++++ Text excerpt ++++
Yesterday's Peregrinations

Having been a bit slack at museum-hopping of late – a favourite pastime – I journeyed into town early yesterday and put a Big Day in.
First stop, Guards Chapel and museum round the back of Wellington Barracks in Birdcage Walk.  The chapel was re-built in the early 1960s having been destroyed by a V1 flying bomb on 18 June 1944, a direct hit during a service which killed 121 worshippers. While the building is modern architecturally, it successfully retains an ancient feel due mainly, I think, to the ornate altar and the dozens of battle standards mounted down both sides of the nave in the traditional style. I made friends with the staff at the Museum, but didn’t check the exhibition having done so quite recently. Possibly mainly for those with interests military, it is nonetheless an excellent collection of uniforms (a lot of red), weaponry, medals and so forth.

guards chapel, wellington barracks
Guards Chapel interior, Wellington Barracks

 
Popped in the Churchill War Rooms just to say hello on my way to the London Library in St James Square, which I thought I should join. You know, fill in a form and get a library card. The very nice lady in reception gave me a brochure and a form and explained that it would cost £395 for a year’s ticket and that the price was going up in January. Mmmm… maybe some other time. A public library it is not, silly me. Still, looked nice enough.
++++
- _Written exercise 1_
Based on the museum-visiting account, decide whether each statement is true: (a) the Guards Chapel was destroyed by a V1 flying bomb in June 1944; (b) the writer viewed the museum's exhibition during this visit; (c) a year's ticket to the London Library costs £395. Answer yes or no for each, and quote the words from the account that settle it.
- _Written exercise 2_
List every line of the records that contains the string "green", treating uppercase and lowercase as different.
++++ Dataset records ++++
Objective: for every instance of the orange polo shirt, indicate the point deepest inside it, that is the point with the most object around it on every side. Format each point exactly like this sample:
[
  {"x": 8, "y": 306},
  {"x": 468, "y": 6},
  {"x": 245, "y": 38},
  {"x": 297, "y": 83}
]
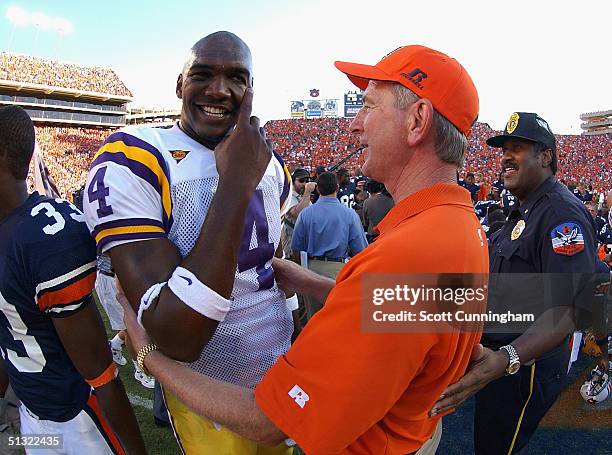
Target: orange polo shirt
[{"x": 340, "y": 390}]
++++
++++ Dataset records ++++
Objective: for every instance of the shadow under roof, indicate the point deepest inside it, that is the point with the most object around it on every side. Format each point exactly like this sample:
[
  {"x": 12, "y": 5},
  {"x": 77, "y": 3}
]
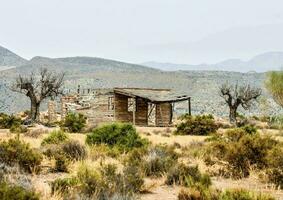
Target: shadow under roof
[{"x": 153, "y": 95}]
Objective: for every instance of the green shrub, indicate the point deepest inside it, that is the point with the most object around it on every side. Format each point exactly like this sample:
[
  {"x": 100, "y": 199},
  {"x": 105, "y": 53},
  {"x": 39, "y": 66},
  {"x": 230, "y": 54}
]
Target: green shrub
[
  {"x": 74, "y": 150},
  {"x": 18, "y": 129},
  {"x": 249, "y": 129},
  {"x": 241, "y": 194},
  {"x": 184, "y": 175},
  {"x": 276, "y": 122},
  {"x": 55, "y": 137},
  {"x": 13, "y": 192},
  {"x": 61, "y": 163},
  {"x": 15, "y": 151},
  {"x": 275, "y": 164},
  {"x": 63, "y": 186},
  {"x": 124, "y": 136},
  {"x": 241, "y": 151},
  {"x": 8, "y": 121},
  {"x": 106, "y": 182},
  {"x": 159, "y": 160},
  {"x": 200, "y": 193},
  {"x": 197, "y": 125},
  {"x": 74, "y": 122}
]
++++
- _Right answer 1_
(a) Yes: "destroyed by a V1 flying bomb on 18 June 1944"
(b) No: "didn’t check the exhibition having done so quite recently"
(c) Yes: "it would cost £395 for a year’s ticket"

- _Right answer 2_
Objective: for every instance of the green shrub, indicate the point deepest inside it, that is the point with the most object around it on every side. Format each point exactly like this sample:
Target: green shrub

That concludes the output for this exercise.